_Aufgabe_
Zeige alle Zeilen der folgenden Daten, in denen die Zeichenkette „road“ vorkommt.

_Die Daten_

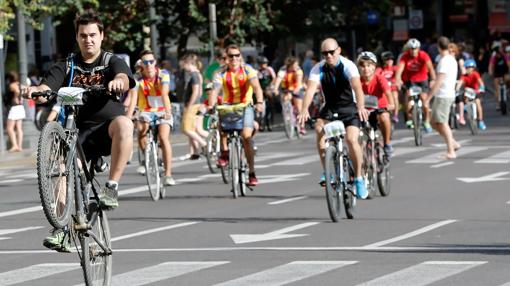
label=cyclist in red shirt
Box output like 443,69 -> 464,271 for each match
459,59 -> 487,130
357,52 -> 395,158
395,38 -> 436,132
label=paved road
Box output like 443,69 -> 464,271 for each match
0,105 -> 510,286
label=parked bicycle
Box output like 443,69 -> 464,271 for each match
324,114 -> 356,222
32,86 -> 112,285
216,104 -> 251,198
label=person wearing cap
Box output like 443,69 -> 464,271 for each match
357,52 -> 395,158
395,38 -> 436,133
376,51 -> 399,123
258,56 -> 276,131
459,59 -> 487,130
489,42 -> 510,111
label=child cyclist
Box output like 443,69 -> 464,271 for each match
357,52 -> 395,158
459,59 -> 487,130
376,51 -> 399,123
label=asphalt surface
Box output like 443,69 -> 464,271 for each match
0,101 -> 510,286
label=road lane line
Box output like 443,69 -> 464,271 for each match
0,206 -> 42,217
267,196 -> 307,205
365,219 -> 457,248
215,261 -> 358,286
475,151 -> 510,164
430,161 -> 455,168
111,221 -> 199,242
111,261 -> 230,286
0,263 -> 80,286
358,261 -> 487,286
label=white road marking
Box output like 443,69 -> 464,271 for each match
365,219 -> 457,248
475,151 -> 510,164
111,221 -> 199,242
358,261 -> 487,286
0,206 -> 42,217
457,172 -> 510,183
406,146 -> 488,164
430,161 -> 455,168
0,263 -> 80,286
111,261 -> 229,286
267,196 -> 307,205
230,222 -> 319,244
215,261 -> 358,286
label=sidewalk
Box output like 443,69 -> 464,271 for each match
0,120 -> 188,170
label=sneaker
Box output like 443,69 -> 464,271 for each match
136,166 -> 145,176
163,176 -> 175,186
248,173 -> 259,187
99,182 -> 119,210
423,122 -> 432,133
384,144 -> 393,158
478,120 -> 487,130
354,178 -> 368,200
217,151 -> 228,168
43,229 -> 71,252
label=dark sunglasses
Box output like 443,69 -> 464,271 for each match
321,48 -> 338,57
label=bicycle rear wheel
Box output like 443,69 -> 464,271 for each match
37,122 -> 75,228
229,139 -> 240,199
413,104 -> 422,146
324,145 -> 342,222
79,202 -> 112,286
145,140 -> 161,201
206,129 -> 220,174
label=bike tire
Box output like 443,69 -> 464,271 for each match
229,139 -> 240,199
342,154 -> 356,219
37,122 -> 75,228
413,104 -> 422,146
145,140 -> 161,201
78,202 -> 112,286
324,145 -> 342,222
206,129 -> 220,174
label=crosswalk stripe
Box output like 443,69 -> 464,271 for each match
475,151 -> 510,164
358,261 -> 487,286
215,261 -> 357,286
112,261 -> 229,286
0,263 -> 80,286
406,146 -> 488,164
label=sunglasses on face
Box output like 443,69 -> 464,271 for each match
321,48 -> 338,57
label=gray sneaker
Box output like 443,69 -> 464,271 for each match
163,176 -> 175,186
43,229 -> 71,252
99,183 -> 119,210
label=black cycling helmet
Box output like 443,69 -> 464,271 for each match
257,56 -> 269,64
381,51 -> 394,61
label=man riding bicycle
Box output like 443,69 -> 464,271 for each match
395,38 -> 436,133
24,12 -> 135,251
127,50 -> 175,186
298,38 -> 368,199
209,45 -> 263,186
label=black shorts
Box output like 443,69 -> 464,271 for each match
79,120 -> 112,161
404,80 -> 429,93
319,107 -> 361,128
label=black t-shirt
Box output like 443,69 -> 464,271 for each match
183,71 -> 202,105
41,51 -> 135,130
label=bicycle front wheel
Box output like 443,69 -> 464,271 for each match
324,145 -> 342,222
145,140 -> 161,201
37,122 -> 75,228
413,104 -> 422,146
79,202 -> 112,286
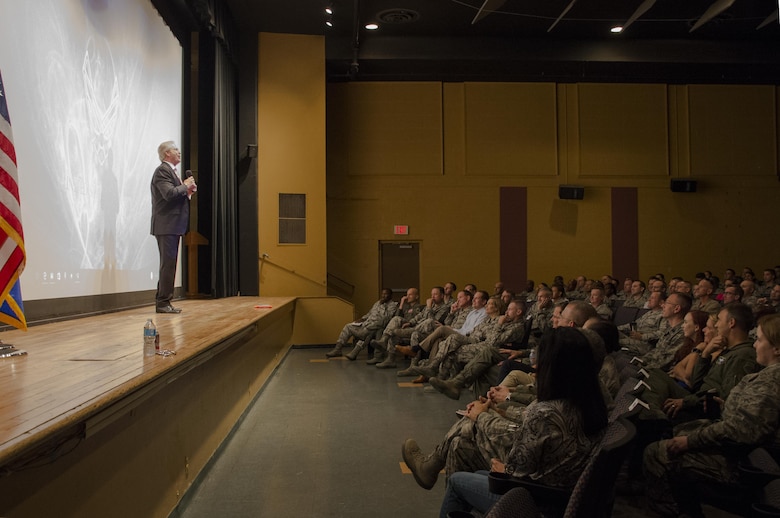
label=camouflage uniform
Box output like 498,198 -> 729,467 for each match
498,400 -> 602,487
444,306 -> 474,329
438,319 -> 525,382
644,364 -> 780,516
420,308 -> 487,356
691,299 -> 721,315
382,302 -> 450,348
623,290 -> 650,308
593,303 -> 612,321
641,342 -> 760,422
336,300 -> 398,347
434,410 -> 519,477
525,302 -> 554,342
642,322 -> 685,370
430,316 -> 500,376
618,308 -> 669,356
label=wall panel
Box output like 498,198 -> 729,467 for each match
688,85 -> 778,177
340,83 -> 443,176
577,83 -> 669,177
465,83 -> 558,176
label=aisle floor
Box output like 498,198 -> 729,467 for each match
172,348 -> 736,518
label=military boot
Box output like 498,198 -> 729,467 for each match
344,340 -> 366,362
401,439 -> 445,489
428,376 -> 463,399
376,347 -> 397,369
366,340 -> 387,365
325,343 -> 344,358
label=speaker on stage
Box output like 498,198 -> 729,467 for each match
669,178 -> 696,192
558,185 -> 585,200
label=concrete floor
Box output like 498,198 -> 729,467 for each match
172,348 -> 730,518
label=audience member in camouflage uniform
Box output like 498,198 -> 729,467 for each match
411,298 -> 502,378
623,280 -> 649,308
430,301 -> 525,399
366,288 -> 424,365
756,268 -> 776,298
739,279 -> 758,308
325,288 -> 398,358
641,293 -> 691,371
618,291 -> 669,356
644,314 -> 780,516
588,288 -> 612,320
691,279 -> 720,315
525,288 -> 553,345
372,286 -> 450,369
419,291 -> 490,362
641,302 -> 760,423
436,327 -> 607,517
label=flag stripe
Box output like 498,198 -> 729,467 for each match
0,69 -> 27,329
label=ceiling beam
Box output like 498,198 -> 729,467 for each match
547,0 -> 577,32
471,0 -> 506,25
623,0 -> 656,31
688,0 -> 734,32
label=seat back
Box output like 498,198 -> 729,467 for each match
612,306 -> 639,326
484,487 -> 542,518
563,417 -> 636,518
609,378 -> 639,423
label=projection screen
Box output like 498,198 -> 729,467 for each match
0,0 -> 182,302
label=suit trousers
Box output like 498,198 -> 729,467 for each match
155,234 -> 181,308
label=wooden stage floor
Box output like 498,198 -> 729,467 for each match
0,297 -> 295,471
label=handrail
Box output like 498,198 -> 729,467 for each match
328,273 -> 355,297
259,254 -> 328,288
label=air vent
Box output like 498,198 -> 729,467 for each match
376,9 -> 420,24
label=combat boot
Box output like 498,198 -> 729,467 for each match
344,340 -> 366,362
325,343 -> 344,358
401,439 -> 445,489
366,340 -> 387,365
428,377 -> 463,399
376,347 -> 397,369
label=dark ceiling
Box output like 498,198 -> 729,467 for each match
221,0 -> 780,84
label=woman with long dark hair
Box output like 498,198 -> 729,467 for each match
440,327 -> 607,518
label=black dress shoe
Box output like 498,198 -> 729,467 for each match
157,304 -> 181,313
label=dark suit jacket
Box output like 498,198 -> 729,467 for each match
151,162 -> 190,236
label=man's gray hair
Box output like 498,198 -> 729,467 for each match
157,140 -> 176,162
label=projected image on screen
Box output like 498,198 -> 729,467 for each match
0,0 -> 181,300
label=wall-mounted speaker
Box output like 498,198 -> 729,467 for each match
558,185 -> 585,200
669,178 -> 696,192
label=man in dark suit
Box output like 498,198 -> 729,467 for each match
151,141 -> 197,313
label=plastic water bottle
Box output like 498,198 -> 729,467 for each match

_Lösung_
label=paved road
label=road lane line
label=white road marking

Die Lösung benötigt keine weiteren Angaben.